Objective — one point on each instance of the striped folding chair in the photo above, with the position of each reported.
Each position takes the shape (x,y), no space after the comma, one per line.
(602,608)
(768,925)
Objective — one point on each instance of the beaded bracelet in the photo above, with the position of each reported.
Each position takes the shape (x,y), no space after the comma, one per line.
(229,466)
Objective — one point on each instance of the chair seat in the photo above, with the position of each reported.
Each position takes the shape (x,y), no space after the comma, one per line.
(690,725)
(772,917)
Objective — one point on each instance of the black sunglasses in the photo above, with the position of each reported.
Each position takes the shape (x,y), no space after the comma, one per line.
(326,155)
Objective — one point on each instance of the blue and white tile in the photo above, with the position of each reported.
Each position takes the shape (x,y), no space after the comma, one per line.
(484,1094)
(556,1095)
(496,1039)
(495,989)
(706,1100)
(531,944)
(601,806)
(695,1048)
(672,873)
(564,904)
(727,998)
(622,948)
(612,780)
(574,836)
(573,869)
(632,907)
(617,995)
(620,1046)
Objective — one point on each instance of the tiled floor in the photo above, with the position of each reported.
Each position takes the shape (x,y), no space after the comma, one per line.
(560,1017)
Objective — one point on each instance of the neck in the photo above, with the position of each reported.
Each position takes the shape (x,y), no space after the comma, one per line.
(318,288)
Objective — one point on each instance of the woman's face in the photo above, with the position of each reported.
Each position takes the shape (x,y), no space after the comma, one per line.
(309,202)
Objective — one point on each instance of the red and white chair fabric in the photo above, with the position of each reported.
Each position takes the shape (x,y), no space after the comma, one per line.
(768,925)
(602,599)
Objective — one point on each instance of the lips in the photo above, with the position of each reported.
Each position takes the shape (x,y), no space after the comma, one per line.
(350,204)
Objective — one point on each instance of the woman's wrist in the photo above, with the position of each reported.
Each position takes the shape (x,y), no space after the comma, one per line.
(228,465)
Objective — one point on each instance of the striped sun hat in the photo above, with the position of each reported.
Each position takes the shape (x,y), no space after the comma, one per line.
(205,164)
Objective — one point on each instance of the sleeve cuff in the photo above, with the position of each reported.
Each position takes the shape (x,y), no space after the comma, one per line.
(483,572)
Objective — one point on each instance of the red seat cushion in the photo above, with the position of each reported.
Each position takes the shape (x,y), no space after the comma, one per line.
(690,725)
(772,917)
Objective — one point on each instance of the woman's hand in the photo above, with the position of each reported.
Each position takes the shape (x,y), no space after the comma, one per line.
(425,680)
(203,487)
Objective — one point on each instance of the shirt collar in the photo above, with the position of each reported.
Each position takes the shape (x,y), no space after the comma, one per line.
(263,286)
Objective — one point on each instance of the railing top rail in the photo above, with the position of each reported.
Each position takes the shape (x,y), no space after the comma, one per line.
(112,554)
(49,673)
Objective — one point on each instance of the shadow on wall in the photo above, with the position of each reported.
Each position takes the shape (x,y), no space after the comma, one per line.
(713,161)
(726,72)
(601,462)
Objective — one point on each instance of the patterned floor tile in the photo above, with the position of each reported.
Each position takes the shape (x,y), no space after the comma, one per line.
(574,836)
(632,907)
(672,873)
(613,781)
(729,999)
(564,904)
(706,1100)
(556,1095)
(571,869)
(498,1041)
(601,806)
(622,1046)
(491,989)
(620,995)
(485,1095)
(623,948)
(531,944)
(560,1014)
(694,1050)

• • • • •

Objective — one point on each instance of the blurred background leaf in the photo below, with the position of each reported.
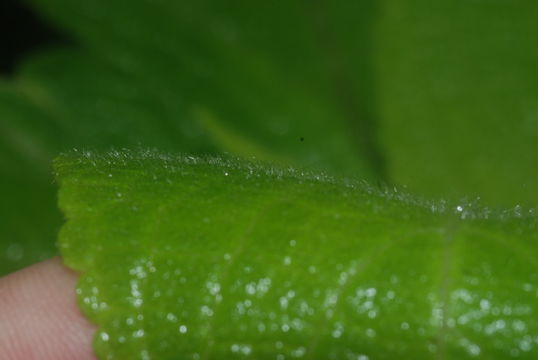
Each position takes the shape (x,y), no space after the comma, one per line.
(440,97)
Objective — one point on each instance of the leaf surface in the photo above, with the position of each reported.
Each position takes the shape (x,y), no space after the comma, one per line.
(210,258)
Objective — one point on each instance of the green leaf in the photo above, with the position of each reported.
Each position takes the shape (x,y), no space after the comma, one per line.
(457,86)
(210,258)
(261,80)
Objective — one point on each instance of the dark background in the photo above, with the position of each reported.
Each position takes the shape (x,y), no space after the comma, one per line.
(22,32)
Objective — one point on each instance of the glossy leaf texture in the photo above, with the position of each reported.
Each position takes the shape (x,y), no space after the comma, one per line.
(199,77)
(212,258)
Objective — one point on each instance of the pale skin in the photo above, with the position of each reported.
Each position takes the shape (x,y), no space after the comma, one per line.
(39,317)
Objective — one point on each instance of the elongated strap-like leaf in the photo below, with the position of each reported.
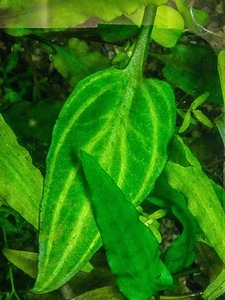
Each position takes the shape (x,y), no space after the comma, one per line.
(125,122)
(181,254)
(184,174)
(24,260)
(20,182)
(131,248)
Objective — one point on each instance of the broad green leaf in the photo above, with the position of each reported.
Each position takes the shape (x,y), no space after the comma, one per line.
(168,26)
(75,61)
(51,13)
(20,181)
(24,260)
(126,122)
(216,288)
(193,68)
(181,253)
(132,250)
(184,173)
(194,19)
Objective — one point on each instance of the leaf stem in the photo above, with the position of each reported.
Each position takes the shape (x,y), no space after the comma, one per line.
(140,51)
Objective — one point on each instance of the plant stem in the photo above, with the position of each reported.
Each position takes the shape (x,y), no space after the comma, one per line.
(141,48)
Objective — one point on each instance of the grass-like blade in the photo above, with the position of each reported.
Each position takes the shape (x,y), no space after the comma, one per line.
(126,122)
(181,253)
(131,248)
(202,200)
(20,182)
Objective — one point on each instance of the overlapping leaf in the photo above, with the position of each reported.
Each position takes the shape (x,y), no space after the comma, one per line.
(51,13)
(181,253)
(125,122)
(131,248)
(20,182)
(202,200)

• • • • •

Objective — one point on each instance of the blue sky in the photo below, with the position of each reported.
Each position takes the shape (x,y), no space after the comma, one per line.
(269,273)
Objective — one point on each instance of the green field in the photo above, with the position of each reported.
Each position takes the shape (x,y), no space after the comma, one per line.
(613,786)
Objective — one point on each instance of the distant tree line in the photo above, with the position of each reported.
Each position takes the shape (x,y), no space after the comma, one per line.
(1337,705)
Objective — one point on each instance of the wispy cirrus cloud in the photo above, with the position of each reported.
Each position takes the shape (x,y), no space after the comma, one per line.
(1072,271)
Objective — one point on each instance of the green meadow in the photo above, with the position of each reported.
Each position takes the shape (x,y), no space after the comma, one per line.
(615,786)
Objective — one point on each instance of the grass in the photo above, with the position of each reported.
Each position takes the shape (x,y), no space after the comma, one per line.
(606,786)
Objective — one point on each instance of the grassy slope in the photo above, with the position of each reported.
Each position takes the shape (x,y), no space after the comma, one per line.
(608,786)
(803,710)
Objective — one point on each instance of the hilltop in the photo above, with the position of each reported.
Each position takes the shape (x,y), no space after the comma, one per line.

• • • • •

Directions:
Copy every line from the records that holds the string "below".

Output:
Objective — one point on each instance of the blurred background leaf in the photo below, with the position of each reported.
Objective — one point on each instance of the elongated strap-like leaf in the photo below, with the position of each reported.
Objective — one point on each instance of the blue sky in the photo below, with the position of each reported.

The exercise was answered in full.